### Exercise aim
Copy out each of the items below word for word, with no changes.
[Begin Given records]
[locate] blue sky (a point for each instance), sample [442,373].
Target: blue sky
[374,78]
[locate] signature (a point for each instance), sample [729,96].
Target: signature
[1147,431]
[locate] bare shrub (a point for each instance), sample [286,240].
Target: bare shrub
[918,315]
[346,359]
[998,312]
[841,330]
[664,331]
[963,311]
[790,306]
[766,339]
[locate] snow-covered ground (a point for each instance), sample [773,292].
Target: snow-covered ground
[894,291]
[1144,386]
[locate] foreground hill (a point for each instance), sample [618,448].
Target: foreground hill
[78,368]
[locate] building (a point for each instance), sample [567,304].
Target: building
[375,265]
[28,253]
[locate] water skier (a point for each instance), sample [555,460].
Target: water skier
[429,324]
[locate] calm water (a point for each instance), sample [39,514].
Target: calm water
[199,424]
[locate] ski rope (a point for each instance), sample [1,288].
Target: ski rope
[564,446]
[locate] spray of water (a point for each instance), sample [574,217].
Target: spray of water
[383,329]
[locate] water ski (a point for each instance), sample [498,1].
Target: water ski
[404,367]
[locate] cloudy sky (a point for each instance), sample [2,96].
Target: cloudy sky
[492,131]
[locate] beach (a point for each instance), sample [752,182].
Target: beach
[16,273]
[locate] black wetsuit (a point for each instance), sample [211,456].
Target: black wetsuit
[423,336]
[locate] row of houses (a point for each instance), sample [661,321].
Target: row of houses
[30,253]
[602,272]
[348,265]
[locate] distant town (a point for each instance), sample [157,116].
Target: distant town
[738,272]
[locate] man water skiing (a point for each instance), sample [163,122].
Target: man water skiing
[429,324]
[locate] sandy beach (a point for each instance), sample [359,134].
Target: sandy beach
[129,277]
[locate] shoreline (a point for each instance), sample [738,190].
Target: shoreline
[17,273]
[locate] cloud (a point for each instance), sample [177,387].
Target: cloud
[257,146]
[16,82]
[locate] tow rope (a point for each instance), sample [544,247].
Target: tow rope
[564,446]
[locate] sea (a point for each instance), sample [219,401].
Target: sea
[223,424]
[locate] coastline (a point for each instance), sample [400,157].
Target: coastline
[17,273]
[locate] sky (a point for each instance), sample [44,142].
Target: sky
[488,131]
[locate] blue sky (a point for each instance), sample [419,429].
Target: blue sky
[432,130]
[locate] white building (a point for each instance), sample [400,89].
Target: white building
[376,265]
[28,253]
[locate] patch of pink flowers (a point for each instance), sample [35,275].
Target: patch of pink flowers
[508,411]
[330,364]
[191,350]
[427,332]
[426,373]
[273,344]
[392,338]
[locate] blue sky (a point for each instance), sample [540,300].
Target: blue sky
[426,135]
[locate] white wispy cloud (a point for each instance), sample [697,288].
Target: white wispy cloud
[End Given records]
### Problem solution
[locate] blue sky (a point for each instance), sample [442,373].
Target: blue sky
[374,78]
[locate] signature (a point for each instance), sample [729,96].
Target: signature
[1147,431]
[locate] bare shrub (a point for each instance), sample [286,240].
Target: bare shrub
[918,315]
[346,359]
[998,312]
[841,330]
[664,331]
[963,311]
[790,306]
[766,339]
[locate] snow-covered ground (a point for each instance), sample [773,292].
Target: snow-covered ground
[894,291]
[1144,386]
[locate] foreground hill (a point for each instance), sample [618,448].
Target: foreground hill
[78,368]
[locate] building (a point for each instance), sample [567,304].
Target: building
[375,265]
[28,253]
[locate] water skier (a point for each instance), sample [555,460].
Target: water skier
[429,324]
[locate] calm water (a point for each instance), sample [39,514].
Target: calm water
[199,424]
[locate] ski rope (a point for each instance), sample [1,288].
Target: ski rope
[564,446]
[locate] spray of water (a point for each instance), sample [574,217].
Target: spray of water
[383,329]
[locate] water ski (a point for each instance), sample [498,1].
Target: water ski
[404,367]
[locate] cloudy sky (a point for each instance), sample [2,96].
Target: cloudy sky
[492,131]
[locate] beach (a point for each instance), sample [752,182].
Target: beach
[16,273]
[locate] black wetsuit (a point for each instance), sample [211,456].
Target: black wetsuit
[423,336]
[locate] row of houses (a point for each instance), sample [661,321].
Target: row of houses
[30,253]
[602,272]
[348,265]
[locate] distant town (a point for each instance), sample [157,116].
Target: distant town
[738,272]
[locate] man water skiing (a point for each instance), sample [163,122].
Target: man water skiing
[429,324]
[locate] sandy beach (a point for each instance), sample [359,134].
Target: sandy beach
[129,277]
[locate] shoreline (a point for each instance), sample [738,190].
Target: shoreline
[17,273]
[locate] cloud (a point for each instance), sample [177,387].
Target: cloud
[257,146]
[16,82]
[locate] tow rope (a point for each instance), sample [544,247].
Target: tow rope
[564,446]
[locate] sea (a point for each instance), sample [219,401].
Target: sea
[223,424]
[locate] coastline (a point for each instance), sample [400,157].
Target: coastline
[17,273]
[locate] sky (a point for each instance), sample [44,142].
Target: sky
[488,131]
[locate] blue sky (a point for each instance), sample [419,429].
Target: blue sky
[432,130]
[locate] white building (a point for each instance), sample [400,89].
Target: white building
[376,265]
[28,253]
[locate] patch of pink flowers (a point for each instance), sample [35,275].
Target: patch of pink flowers
[508,411]
[330,364]
[191,350]
[427,332]
[426,373]
[273,344]
[392,338]
[locate] blue sky (a point for each instance), sample [540,300].
Target: blue sky
[426,135]
[locate] white wispy cloud (a point for each instance), sample [697,288].
Target: white wispy cloud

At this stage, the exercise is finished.